*Job*:
Render the lines below as a Markdown table with two columns, Row and Line, numbering each row and skipping blank lines. Leave the pictures out.
· · · · · · ·
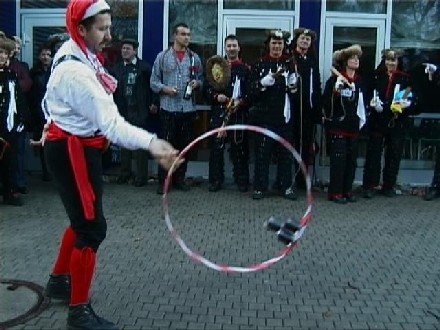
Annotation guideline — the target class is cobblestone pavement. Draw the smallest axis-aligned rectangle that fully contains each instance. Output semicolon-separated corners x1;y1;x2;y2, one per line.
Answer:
0;174;440;330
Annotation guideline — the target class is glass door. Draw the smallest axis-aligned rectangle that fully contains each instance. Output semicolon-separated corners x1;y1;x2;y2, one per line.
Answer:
21;12;66;67
321;17;385;83
219;14;294;64
319;16;385;166
21;9;66;172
· · · · · · ·
*Exercise answer*:
| Row | Line |
|---|---|
| 1 | Annotation guideline — the target class is cobblestone pavement. Draw the smallest axis-aligned rectangle that fully contains each instance. Output semicolon-separated corners x1;y1;x2;y2, one per line. |
| 2 | Answer: |
| 3 | 0;174;440;330 |
| 4 | Annotation guideline — the target class is glass door. Draw the smallest axis-aligned rectangle that fully contains each instance. Output semicolon-separated corners x1;y1;x2;y2, one per line. |
| 5 | Answer: |
| 6 | 21;12;66;67 |
| 7 | 321;17;385;83 |
| 8 | 219;14;294;64 |
| 9 | 319;16;385;166 |
| 10 | 21;9;66;172 |